* DEINE AUFGABEN
1. Nenne die großen Traditionsklubs, die der Artikel über Fußballvereine als Aktiengesellschaften in Klammern aufzählt.
2. Schreibe den Artikel über Fußballvereine als Aktiengesellschaften im Anschluss an seinen letzten Satz weiter.

Politik

Kommt die Balltreter AG?

Zuviel Kommerz macht den Fußball kaputt

Schon lange gehen die Verantwortlichen des FC Bayern München mit der Idee der Umwandlung des Vereins in eine Aktiengesellschaft schwanger. Sie ist keineswegs neu, ja, man kann sogar von einem europaweiten Trend sprechen: Aus großen Traditionsvereinen werden Wirtschaftsunternehmen.
Gleichzeitig sind die wirtschaftlichen Aussichten der größten europäischen Fußballunternehmen besser denn je. Die Merchandising-Umsätze (also wenn man für ein popeliges T-Shirt mit aufgebügelten Rückennummern und Vereinswappen zehnmal soviel kassiert wie für das gleiche Stück ohne diese Zierde) erreichen bei den großen Traditionsklubs (Bayern, Dortmund, Schalke usw.) längst hohe zweistellige Millionenbeträge.

* BEREITGESTELLTE DATEN
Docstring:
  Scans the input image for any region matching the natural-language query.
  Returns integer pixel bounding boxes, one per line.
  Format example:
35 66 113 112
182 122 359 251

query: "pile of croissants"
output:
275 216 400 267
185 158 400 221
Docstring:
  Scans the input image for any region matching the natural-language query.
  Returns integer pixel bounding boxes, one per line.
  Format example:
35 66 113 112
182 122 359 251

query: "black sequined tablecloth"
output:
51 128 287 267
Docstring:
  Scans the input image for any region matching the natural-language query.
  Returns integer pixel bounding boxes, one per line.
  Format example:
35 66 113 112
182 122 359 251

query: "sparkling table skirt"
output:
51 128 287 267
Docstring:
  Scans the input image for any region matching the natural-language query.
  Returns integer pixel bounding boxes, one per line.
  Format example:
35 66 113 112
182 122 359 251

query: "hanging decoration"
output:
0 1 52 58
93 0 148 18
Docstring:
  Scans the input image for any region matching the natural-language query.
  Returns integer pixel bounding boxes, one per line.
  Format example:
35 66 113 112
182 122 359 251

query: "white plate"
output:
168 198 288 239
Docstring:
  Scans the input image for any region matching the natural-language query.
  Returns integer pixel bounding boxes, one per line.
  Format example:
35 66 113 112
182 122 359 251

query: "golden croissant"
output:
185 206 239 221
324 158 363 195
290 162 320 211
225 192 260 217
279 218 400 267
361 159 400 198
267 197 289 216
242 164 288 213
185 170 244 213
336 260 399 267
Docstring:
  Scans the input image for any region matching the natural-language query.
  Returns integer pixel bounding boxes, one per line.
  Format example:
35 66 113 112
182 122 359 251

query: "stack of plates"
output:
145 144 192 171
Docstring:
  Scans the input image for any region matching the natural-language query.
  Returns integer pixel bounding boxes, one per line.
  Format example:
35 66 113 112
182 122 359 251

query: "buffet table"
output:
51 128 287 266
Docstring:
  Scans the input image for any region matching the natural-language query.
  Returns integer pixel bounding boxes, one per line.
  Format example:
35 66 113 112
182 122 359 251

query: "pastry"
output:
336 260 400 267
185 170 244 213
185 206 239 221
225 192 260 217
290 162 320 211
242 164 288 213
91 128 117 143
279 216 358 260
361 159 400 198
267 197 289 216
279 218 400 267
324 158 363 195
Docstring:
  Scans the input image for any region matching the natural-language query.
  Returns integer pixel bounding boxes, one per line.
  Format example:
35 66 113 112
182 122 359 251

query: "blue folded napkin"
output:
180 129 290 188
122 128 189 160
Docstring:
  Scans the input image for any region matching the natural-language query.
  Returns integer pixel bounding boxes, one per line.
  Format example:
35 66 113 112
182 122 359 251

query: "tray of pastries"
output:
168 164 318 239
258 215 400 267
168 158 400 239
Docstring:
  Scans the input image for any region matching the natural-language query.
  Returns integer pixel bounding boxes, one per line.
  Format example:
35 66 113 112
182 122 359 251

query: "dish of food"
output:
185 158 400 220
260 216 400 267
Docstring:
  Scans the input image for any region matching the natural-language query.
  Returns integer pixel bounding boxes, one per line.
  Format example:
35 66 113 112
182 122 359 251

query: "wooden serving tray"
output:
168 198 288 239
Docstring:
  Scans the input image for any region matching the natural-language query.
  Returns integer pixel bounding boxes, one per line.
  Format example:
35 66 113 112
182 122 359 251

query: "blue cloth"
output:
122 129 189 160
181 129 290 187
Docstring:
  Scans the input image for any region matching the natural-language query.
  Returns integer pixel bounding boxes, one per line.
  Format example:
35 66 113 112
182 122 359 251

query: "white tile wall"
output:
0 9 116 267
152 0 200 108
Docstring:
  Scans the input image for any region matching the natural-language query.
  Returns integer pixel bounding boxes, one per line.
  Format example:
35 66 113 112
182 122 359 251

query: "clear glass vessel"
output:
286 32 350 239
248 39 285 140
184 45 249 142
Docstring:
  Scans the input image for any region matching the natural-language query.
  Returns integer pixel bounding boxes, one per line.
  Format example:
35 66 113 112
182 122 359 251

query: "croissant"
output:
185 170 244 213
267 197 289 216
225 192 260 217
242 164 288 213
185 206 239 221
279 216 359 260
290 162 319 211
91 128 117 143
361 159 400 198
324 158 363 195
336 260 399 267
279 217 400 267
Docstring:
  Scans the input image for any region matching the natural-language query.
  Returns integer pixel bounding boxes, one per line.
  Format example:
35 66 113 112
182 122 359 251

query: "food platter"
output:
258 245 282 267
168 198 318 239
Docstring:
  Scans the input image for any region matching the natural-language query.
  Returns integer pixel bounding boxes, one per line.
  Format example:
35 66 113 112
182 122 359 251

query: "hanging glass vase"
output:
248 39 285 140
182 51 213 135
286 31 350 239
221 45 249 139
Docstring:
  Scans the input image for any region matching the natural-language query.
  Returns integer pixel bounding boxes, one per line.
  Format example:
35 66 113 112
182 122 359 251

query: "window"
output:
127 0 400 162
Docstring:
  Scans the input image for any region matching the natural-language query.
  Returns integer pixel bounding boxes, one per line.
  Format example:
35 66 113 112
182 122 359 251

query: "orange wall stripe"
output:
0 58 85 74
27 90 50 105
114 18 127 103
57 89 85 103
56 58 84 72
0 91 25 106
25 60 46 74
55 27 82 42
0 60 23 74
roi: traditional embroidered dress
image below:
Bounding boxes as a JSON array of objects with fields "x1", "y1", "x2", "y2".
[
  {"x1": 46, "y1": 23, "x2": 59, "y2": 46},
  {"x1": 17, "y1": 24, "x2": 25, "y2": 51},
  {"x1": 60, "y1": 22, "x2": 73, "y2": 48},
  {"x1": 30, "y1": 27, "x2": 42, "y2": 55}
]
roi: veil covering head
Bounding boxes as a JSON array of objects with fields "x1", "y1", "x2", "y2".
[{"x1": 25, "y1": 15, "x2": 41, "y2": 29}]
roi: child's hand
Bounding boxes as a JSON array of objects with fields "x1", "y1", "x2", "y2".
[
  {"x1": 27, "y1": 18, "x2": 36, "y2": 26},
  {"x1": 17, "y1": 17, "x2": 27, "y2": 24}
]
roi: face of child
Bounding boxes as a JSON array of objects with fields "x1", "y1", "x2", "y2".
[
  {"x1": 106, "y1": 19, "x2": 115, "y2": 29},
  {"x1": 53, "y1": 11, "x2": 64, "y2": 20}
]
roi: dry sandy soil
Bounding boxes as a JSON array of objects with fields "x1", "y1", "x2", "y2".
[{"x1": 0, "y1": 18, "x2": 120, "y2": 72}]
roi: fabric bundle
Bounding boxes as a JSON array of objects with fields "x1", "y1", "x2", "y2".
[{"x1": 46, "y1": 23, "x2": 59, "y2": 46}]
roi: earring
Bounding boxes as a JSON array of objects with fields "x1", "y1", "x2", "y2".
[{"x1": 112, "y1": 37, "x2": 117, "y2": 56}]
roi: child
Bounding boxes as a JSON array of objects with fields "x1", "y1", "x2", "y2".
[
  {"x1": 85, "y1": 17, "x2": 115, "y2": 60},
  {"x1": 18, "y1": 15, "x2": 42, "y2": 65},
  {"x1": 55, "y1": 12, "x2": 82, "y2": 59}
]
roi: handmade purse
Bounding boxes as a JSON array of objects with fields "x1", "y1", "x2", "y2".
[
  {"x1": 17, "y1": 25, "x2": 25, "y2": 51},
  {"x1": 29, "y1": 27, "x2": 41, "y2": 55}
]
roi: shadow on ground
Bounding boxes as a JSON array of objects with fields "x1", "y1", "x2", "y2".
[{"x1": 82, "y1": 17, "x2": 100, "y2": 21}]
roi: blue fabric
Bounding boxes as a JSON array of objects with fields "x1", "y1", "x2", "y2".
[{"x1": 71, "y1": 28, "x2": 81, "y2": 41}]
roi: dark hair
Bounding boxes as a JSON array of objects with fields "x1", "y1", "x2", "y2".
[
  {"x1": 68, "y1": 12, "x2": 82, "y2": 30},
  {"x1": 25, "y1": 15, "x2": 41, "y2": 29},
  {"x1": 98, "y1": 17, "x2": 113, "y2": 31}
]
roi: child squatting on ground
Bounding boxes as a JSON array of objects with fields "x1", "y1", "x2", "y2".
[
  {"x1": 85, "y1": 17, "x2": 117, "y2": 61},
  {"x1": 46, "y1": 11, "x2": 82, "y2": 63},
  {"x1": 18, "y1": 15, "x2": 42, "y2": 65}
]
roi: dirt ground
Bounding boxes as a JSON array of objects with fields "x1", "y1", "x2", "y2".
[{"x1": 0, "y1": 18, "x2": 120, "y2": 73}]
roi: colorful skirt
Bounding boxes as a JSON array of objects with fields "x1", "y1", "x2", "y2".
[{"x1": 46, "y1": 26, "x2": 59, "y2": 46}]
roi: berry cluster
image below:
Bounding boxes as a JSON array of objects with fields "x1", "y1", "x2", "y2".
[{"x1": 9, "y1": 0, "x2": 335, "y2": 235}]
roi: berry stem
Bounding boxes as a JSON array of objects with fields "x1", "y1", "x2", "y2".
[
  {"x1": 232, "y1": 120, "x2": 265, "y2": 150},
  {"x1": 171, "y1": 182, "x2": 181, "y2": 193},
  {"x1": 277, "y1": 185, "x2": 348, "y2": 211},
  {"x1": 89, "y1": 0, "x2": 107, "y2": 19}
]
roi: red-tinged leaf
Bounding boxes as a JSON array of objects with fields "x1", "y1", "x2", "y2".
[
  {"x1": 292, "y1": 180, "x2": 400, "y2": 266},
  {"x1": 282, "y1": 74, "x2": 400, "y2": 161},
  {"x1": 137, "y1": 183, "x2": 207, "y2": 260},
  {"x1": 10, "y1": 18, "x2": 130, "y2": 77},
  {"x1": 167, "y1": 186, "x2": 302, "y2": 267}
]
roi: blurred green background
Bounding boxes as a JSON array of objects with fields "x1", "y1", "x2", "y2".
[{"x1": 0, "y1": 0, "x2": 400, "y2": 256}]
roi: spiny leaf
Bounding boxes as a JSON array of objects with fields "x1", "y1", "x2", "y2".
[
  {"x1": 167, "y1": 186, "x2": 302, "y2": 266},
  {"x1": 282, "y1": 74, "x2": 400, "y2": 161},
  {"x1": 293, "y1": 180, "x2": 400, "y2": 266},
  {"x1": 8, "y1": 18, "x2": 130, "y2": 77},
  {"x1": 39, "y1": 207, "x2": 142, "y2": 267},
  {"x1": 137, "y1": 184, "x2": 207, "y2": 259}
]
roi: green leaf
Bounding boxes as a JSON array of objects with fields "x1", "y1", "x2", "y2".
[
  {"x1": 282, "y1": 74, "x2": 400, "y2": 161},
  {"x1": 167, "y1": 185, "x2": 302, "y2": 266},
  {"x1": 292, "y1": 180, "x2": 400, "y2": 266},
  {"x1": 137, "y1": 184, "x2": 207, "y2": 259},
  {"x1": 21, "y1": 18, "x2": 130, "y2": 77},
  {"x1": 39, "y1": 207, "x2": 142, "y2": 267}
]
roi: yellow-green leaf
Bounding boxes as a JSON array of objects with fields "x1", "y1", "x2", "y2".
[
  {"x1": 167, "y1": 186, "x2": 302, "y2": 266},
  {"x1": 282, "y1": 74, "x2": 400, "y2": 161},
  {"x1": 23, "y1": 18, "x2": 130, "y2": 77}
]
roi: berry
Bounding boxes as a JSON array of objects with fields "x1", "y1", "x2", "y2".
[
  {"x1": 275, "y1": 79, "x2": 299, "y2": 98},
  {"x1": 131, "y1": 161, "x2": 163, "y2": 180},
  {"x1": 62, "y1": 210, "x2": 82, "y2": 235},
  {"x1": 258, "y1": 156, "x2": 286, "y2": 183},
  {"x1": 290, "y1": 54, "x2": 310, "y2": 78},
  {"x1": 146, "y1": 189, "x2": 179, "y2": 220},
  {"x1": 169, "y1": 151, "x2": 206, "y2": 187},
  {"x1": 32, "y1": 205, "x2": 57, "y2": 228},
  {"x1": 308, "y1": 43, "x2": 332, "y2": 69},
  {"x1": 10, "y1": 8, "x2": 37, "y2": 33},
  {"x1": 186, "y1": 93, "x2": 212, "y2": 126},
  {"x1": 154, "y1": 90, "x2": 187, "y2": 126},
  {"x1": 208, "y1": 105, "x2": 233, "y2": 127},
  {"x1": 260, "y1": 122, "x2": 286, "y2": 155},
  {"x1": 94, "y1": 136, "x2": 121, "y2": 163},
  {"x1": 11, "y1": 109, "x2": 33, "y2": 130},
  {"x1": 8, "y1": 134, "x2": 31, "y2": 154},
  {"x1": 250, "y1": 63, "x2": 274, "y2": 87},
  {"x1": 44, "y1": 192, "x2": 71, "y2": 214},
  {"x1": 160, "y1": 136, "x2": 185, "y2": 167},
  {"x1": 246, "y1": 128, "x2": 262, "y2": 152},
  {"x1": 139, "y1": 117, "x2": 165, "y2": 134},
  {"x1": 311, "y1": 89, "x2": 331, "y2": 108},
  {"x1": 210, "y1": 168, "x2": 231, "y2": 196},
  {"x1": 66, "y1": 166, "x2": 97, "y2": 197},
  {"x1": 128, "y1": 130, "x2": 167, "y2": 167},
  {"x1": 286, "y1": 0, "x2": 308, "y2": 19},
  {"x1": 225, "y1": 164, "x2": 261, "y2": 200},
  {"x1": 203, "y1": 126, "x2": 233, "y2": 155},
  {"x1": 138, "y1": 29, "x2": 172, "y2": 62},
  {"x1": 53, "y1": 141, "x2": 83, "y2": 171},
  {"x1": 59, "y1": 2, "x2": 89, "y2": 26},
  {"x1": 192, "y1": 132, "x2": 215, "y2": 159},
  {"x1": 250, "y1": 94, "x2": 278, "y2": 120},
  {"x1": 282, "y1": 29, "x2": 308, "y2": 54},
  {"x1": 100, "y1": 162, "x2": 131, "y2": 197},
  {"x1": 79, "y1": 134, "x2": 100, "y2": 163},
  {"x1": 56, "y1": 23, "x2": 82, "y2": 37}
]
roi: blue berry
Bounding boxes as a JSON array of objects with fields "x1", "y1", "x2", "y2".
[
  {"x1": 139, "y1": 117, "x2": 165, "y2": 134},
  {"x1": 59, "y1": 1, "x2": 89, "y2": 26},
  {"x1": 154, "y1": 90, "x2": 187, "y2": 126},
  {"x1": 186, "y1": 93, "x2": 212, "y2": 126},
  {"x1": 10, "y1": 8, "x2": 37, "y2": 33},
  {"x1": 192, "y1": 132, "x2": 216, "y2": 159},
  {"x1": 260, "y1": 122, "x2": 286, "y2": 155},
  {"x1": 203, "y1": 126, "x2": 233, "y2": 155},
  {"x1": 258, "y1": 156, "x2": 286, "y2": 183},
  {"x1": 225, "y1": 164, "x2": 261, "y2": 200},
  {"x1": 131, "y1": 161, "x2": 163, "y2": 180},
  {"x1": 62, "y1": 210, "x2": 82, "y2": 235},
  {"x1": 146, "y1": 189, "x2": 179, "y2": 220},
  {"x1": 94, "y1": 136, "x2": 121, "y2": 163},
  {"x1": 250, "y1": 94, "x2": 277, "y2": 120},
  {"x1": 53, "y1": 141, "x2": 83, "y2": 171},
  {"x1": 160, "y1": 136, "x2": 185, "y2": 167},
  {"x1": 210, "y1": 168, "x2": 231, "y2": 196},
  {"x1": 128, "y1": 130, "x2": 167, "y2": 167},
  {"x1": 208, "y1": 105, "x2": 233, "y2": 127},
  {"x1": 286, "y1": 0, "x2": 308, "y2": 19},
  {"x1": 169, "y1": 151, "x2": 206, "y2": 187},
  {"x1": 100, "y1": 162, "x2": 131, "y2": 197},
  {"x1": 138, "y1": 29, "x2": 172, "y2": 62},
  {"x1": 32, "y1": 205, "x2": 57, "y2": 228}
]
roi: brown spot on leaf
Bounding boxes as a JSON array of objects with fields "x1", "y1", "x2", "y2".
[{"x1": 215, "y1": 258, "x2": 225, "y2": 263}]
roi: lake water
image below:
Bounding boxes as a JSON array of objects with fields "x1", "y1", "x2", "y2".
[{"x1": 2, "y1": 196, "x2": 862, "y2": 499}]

* ERGEBNISSE
1. Bayern, Dortmund, Schalke

2.
Vereine vermarkten sich selbst

Noch drastischer sind die zu erwartenden Einnahmen aus den Fernsehrechten. Aller Wahrscheinlichkeit nach wird die Vermarktung der Rechte an allen Fußballspielen in den nächsten Jahren weitgehend komplett in die Hände der Vereine selbst übergehen. Bisher waren noch nationale Verbände (wie der DFB) und der europäische Fußballverband UEFA zwischengeschaltet. Doch diese Zeiten sind vorbei, nicht zuletzt weil die europäischen Großvereine sich selbst immer stärker als Wirtschaftsunternehmen betrachten und die europäischen Kartellbehörden dieser Sichtweise folgen.
Und in der Ferne kommt in einigen Jahren das digitale Fernsehen auf breiter Front. Damit sind die technischen Voraussetzungen für den Wunschtraum aller Fußballmanager geschaffen: Für jedes Spiel könnte der Fernsehzuschauer - wie der Stadionbesucher - separat zahlen müssen.
Angesichts dieser goldenen Zeiten scheint die Umwandlung von Vereinen in Aktiengesellschaften oder GmbHs geradezu zwingend. Wo so viel Geld fließt, sollte man auf die rechtlichen Grundlagen des Wirtschaftslebens zurückgreifen, die auch sehr viel genauer und strenger sind als das äußerst dehnbare deutsche Vereinsrecht.

1,7 Milliarden für ManU?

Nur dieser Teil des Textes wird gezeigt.